++++ KUTIPAN TEKS

Tentunya bukan tanpa pertimbangan
apabila Rasulullah Saw berani melepaskan kedua putrinya untuk dinikahi oleh
Usman bin Affan, beliau termasuk pemeluk Islam generasi awal disaat-saat pertama
Nabi menyampaikan ajarannya.
Sebagaimana kita tahu, Rasulullah
menikah dengan Khadijjah pada umur 25 tahun dan wafat pada usia 63 tahun. Dari
istrinya ini Rasul memiliki 2 orang anak laki-laki yaitu Qasim dan Abdullah
at-Tahir, ke-2 nya meninggal waktu kecil, selain itu Nabi juga memperoleh 4 anak
perempuan yaitu Zainab, Ummu Kalsum, Ruqayyah dan Fatimah.
Putrinya yang tertua yaitu Zainab
menikah dengan Abul 'Ash Bin At Rabi' Bin Abdi Syams, ibu dari Abul 'Ash ini
adalah saudara perempuan dari Khadijjah dan dari perkawinannya itu Zainab
mendapatkan dua orang anak, yang perempuan bernama Umamah dan yang laki-laki
bernama Ali.
Ketika ayahnya, Muhammad Saw, diangkat
menjadi Nabi dan Rasul, Zainab pun mengajak suaminya itu untuk ikut memeluk
Islam, tapi ditolak olehnya, sementara Zainab sendiri telah beriman mengikuti
sang ayah dan terpaksa berpisah dengan suaminya itu.
Ketika terjadi peperangan Badar, 17
Ramadhan tahun 2 atau 13 Maret 624, Abul 'Ash bersama-sama kaum Musyrikin Mekkah
mengangkat pedang, mengobarkan perlawanan terhadap Nabi Muhammad Saw dan umat
Islam. Namun tidak lama setelah itu, Abul 'Ash memeluk Islam hingga akhir
hayatnya pada masa pemerintahan Khalifah Abu Bakar dan kembali melangsungkan
pernikahannya dengan Zainab secara Islam.

++++++++
++++ DAFTAR

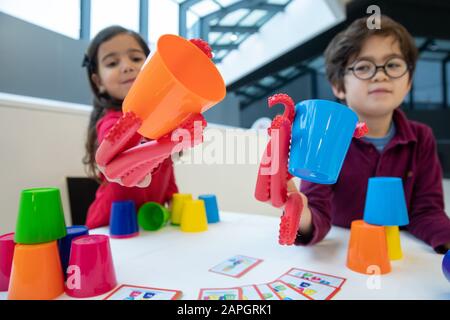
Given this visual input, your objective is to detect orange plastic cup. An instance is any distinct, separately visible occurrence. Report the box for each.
[347,220,391,274]
[8,241,64,300]
[123,34,226,139]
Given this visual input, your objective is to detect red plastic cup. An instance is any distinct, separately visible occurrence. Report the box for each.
[0,233,15,291]
[65,235,117,298]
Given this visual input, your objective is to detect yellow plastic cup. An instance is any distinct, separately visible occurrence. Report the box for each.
[181,200,208,232]
[385,226,403,260]
[347,220,391,274]
[123,34,226,139]
[169,193,192,226]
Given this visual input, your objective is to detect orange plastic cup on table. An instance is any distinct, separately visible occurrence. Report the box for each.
[347,220,391,274]
[8,241,64,300]
[123,34,226,139]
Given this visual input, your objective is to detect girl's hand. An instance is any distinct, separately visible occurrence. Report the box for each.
[287,179,312,237]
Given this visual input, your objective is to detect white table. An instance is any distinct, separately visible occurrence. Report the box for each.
[0,212,450,300]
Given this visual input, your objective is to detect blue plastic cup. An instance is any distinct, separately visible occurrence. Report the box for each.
[364,177,409,226]
[288,100,358,184]
[109,200,139,239]
[58,226,89,277]
[198,194,220,223]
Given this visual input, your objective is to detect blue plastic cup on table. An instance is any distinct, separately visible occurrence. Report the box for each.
[364,177,409,226]
[109,200,139,239]
[58,226,89,277]
[198,194,220,223]
[288,100,358,184]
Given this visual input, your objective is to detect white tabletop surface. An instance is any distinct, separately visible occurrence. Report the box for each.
[0,212,450,300]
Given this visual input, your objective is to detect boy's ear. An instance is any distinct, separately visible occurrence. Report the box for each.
[331,84,345,101]
[91,73,104,93]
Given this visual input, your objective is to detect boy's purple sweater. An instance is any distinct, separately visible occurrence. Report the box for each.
[296,109,450,251]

++++++++

Ringkaslah kutipan tentang keluarga Rasulullah di atas dalam dua kalimat.

* _HASIL_:
Dari pernikahannya dengan Khadijjah, Rasulullah memiliki dua anak laki-laki yang meninggal waktu kecil dan empat anak perempuan, dan dua putrinya dinikahkan dengan Usman bin Affan. Putri tertuanya, Zainab, menikah dengan Abul 'Ash dan terpaksa berpisah darinya ketika ia menolak Islam, tetapi tidak lama setelah ikut melawan umat Islam dalam Perang Badar, Abul 'Ash memeluk Islam dan kembali menikah dengan Zainab secara Islam.